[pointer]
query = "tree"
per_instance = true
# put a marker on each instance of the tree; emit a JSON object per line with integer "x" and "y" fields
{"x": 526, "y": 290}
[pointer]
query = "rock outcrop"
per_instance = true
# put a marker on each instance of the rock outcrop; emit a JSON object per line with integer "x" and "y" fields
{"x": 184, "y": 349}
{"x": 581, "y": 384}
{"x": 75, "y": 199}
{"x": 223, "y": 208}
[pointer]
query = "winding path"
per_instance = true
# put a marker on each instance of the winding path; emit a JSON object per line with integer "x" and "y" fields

====

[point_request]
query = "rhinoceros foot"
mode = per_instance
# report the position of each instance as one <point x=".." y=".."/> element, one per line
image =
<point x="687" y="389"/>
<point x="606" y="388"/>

====

### Problem statement
Tally up the lines in the data that hold the word "query". Only the total should be given.

### Exercise result
4